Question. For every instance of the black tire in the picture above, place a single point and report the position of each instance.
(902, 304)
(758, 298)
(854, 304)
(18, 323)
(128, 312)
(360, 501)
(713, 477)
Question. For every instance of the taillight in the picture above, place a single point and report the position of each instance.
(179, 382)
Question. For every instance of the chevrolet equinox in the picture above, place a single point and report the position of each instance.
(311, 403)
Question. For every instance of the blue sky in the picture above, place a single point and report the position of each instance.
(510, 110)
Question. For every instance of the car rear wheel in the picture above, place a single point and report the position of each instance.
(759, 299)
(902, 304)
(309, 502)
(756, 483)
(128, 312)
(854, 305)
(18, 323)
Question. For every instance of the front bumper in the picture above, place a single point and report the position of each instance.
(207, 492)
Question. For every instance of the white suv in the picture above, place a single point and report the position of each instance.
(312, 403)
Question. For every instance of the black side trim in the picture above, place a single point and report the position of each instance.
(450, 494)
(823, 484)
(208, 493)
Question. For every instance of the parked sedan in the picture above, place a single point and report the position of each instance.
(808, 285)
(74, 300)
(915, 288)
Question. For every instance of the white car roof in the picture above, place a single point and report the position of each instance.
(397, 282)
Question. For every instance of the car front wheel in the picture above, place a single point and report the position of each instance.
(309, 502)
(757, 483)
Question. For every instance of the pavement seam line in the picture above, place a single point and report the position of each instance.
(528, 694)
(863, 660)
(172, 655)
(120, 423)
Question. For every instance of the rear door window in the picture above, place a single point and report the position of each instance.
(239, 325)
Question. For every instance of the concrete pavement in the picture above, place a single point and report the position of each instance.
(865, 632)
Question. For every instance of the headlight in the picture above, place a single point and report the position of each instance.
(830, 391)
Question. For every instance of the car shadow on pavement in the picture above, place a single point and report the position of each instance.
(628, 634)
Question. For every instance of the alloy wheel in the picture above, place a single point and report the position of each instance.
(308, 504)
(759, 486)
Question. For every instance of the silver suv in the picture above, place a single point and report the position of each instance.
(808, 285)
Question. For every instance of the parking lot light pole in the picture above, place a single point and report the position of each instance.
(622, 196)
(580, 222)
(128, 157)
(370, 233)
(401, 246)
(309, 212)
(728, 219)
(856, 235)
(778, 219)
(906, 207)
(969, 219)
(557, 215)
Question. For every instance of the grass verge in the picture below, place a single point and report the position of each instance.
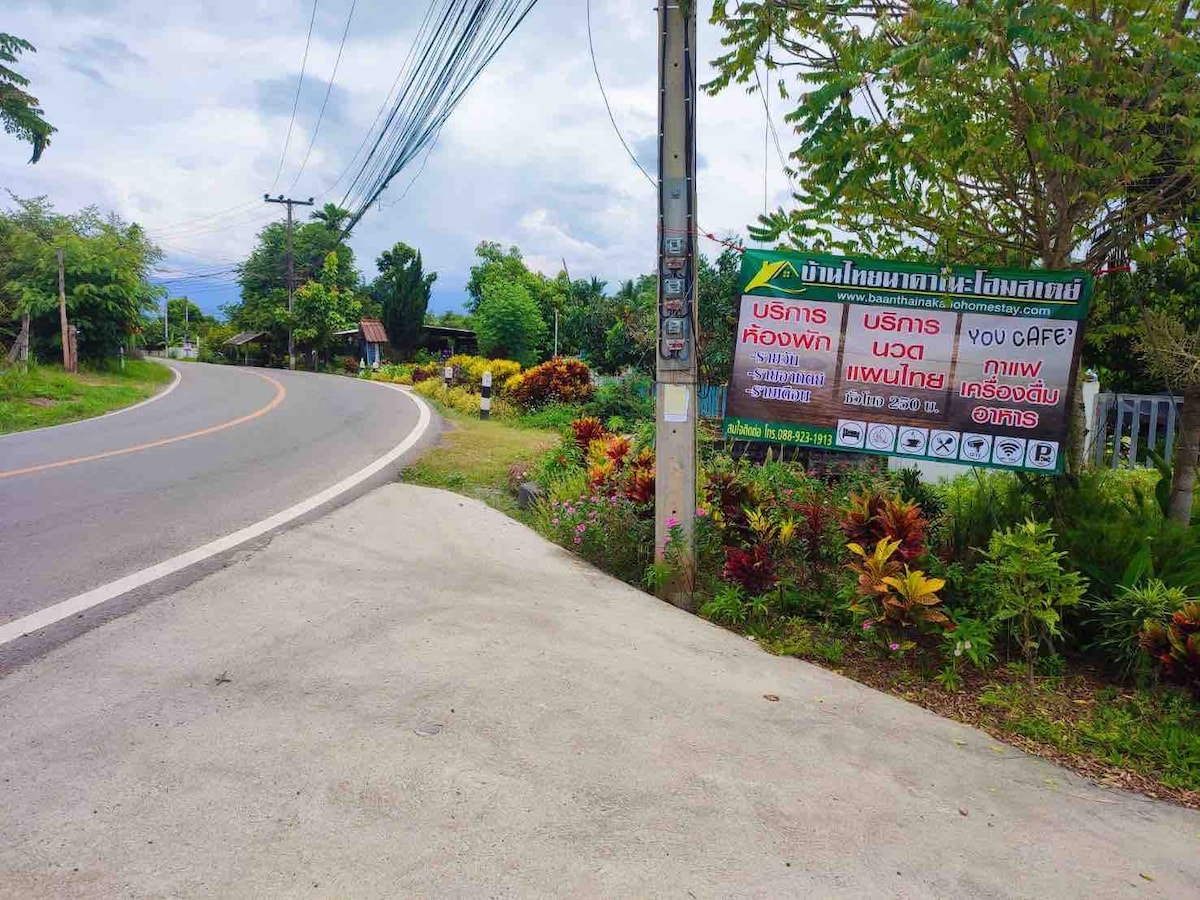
(474, 457)
(46, 395)
(1135, 739)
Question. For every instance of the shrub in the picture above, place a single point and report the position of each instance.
(610, 532)
(869, 519)
(586, 431)
(753, 569)
(1175, 646)
(630, 399)
(462, 400)
(1119, 621)
(567, 381)
(1031, 586)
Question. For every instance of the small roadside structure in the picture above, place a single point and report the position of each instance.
(246, 341)
(372, 341)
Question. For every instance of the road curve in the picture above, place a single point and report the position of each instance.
(87, 504)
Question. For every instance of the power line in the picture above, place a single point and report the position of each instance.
(604, 94)
(329, 89)
(295, 101)
(451, 49)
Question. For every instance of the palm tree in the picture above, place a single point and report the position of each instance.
(331, 215)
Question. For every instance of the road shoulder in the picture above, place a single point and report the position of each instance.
(418, 695)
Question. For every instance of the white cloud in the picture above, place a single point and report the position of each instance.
(162, 118)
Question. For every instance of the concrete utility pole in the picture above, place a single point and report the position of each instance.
(291, 276)
(675, 499)
(67, 357)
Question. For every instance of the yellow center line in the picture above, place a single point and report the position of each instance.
(280, 394)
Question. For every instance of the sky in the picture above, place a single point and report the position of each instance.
(175, 114)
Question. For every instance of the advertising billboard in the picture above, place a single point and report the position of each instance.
(964, 365)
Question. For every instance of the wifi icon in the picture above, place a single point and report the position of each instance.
(1008, 451)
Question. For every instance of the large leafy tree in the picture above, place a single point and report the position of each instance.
(107, 267)
(263, 275)
(1054, 135)
(402, 292)
(323, 306)
(509, 323)
(19, 111)
(331, 216)
(499, 264)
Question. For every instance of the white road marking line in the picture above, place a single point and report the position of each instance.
(148, 401)
(66, 609)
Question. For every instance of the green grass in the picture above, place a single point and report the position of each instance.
(1149, 732)
(474, 459)
(46, 395)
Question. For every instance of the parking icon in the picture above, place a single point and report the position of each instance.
(1042, 454)
(851, 433)
(943, 444)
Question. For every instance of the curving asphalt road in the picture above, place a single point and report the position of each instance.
(84, 504)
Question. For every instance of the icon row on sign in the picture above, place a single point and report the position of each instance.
(949, 445)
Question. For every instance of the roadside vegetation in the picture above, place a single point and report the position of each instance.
(46, 395)
(1057, 615)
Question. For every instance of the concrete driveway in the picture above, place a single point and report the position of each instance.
(417, 696)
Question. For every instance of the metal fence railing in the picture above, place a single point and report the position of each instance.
(1129, 425)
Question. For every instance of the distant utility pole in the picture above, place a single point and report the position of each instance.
(291, 276)
(675, 498)
(67, 355)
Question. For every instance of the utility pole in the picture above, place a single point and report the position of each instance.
(676, 370)
(67, 358)
(291, 276)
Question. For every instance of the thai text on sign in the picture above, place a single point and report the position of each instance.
(964, 365)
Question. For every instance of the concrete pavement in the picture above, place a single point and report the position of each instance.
(418, 696)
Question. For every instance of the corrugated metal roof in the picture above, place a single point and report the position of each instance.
(373, 331)
(244, 337)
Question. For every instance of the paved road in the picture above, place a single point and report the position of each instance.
(415, 696)
(227, 448)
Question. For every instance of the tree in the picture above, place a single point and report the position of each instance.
(719, 305)
(323, 306)
(509, 323)
(508, 265)
(1055, 135)
(1170, 348)
(107, 268)
(263, 276)
(402, 291)
(331, 216)
(19, 111)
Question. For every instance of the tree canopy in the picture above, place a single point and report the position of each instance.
(402, 292)
(263, 276)
(999, 131)
(19, 109)
(107, 263)
(509, 323)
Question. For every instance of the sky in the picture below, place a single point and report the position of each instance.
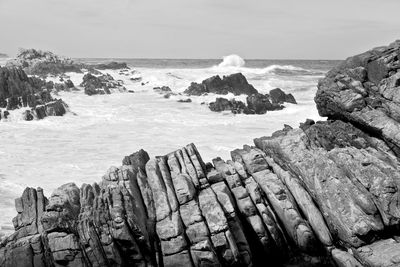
(263, 29)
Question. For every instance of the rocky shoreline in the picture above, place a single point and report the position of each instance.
(323, 194)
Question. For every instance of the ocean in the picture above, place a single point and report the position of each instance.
(102, 129)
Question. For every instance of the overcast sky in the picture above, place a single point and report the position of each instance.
(269, 29)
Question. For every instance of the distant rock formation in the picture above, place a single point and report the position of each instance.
(17, 90)
(324, 194)
(256, 103)
(364, 90)
(236, 84)
(43, 63)
(100, 85)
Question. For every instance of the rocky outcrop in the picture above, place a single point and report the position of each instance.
(110, 66)
(235, 83)
(364, 91)
(222, 104)
(324, 194)
(100, 85)
(279, 97)
(42, 63)
(17, 90)
(256, 104)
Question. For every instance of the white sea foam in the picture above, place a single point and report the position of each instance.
(81, 147)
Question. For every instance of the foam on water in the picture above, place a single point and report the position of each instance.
(81, 146)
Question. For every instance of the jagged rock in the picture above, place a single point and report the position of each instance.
(110, 66)
(234, 83)
(222, 104)
(325, 194)
(364, 91)
(162, 89)
(260, 104)
(42, 63)
(103, 84)
(187, 100)
(279, 97)
(17, 90)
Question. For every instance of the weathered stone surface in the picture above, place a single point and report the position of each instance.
(383, 253)
(326, 194)
(369, 99)
(17, 90)
(279, 97)
(234, 83)
(103, 84)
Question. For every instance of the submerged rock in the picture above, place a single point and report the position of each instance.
(187, 100)
(43, 63)
(279, 97)
(100, 85)
(222, 104)
(234, 83)
(256, 104)
(17, 90)
(364, 90)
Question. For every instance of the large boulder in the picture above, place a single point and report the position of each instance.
(279, 97)
(236, 84)
(100, 85)
(364, 90)
(260, 104)
(43, 63)
(17, 90)
(222, 104)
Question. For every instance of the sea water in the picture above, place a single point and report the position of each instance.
(100, 130)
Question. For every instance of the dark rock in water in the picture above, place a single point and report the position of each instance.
(256, 104)
(260, 104)
(162, 89)
(43, 63)
(95, 85)
(67, 85)
(18, 90)
(235, 83)
(28, 115)
(364, 90)
(188, 100)
(222, 104)
(110, 66)
(279, 97)
(136, 79)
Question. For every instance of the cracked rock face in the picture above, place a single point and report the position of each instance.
(324, 194)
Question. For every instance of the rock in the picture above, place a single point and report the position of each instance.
(43, 63)
(110, 66)
(234, 83)
(100, 85)
(324, 194)
(363, 90)
(222, 104)
(162, 89)
(27, 115)
(260, 104)
(17, 90)
(279, 97)
(187, 100)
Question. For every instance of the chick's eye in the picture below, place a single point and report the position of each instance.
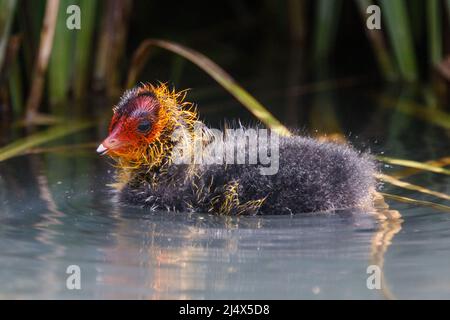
(144, 126)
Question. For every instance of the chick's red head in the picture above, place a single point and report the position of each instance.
(140, 119)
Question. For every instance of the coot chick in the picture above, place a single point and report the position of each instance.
(168, 160)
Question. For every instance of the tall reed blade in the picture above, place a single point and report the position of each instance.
(395, 15)
(7, 9)
(111, 46)
(22, 145)
(61, 58)
(84, 43)
(434, 21)
(325, 28)
(217, 73)
(41, 63)
(378, 43)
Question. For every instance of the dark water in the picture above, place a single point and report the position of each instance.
(55, 211)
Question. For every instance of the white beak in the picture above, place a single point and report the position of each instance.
(101, 149)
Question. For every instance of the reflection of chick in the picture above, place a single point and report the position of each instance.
(312, 175)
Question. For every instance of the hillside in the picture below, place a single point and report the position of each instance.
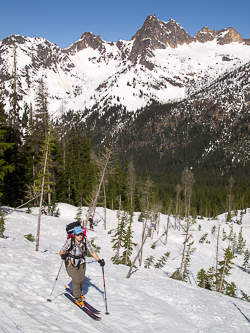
(161, 62)
(148, 301)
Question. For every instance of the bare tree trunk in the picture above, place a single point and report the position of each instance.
(21, 205)
(105, 210)
(41, 197)
(104, 168)
(169, 209)
(217, 249)
(69, 188)
(133, 263)
(178, 190)
(222, 277)
(49, 200)
(143, 235)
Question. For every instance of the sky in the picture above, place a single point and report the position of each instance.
(64, 21)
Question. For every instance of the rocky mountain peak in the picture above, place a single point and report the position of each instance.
(156, 34)
(86, 40)
(224, 36)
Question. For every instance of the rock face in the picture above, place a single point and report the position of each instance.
(156, 34)
(92, 73)
(224, 36)
(86, 40)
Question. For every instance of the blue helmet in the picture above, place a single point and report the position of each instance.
(78, 230)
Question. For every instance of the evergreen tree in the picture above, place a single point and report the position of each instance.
(43, 181)
(149, 261)
(118, 239)
(224, 269)
(5, 167)
(161, 262)
(241, 242)
(203, 279)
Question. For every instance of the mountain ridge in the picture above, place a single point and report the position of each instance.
(161, 62)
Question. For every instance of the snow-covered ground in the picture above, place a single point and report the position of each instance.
(149, 301)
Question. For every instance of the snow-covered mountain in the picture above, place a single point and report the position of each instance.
(149, 301)
(161, 62)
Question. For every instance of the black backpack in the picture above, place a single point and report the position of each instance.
(69, 229)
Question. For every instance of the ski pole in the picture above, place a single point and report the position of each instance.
(49, 299)
(105, 291)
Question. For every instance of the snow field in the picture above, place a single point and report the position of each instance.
(149, 301)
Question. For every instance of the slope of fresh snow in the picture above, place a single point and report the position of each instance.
(105, 76)
(149, 301)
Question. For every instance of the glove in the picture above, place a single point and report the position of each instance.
(101, 262)
(64, 256)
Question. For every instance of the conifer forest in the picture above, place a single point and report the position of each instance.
(75, 147)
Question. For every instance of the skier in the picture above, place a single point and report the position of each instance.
(91, 222)
(73, 252)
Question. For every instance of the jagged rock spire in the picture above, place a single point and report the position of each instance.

☆ ☆ ☆ ☆

▶ [Given problem]
Rewrite the rows from the line containing "Question. For every instance of the shrub" to the line containing "(1031, 586)", changing "shrub" to "bush" and leaving everything else as it is.

▶ [Task response]
Question. For every instance of the bush in the picture above, place a single point and report the position of each instance.
(610, 532)
(869, 519)
(586, 431)
(753, 569)
(1175, 646)
(630, 399)
(462, 400)
(1119, 621)
(567, 381)
(1031, 586)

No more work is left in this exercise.